Document text:
Justice Lutz determined each party, to varying degrees, was negligent and had played a contributing role in the explosion. He pointed to the use of replacement workers by Royal Oak, which officials should have known would lead to violence; Pinkerton’s failure to take the reasonable steps to keep Warren from entering the mine and planting the bomb; and the failure of the territorial government to have its mining inspectors use their powers to shut down the mine in the face of unsafe conditions created by the strike. The justice ordered all parties to jointly pay $10.7 million in compensation.

Duty of care

Before any of the money in question made it to the survivors, however, the verdict was overturned by the Court of Appeal of the Northwest Territories in May, 2007. In its deliberations, the three-justice panel focused on whether or not the appellants owed the widows “a duty to take reasonable care to prevent Warren’s intentional criminal act,” the decision notes.

The appeal court determined that none of the parties, in fact, owed such a duty. In their analysis, the justices noted “simply being able to foresee the [actions] of another is not enough.”

What you need to do:
1. Output the passage of the mine explosion excerpt between "Justice Lutz determined" and "million in compensation.", inclusive.
2. Using the mine explosion excerpt, state whether each statement agrees with it, answering yes or no and quoting the deciding words: (a) Justice Lutz ordered the parties to jointly pay $10.7 million in compensation. (b) The appeal was heard by a five-justice panel. (c) The appeal court found that Pinkerton owed the widows a duty to prevent Warren's act.
3. According to the mine explosion excerpt, which court overturned the verdict, and when?
Use only the mine explosion excerpt to respond.

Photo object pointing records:
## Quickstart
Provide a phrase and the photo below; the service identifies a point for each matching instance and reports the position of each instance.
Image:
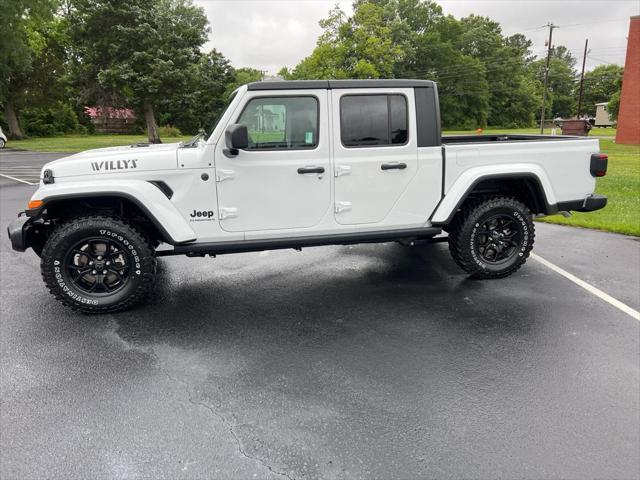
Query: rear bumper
(588, 204)
(19, 231)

Answers to the tasks:
1.
Justice Lutz determined each party, to varying degrees, was negligent and had played a contributing role in the explosion. He pointed to the use of replacement workers by Royal Oak, which officials should have known would lead to violence; Pinkerton’s failure to take the reasonable steps to keep Warren from entering the mine and planting the bomb; and the failure of the territorial government to have its mining inspectors use their powers to shut down the mine in the face of unsafe conditions created by the strike. The justice ordered all parties to jointly pay $10.7 million in compensation.

2.
(a) Yes: "The justice ordered all parties to jointly pay $10.7 million in compensation."
(b) No: "the three-justice panel"
(c) No: "The appeal court determined that none of the parties, in fact, owed such a duty."

3. The Court of Appeal of the Northwest Territories overturned it in May 2007.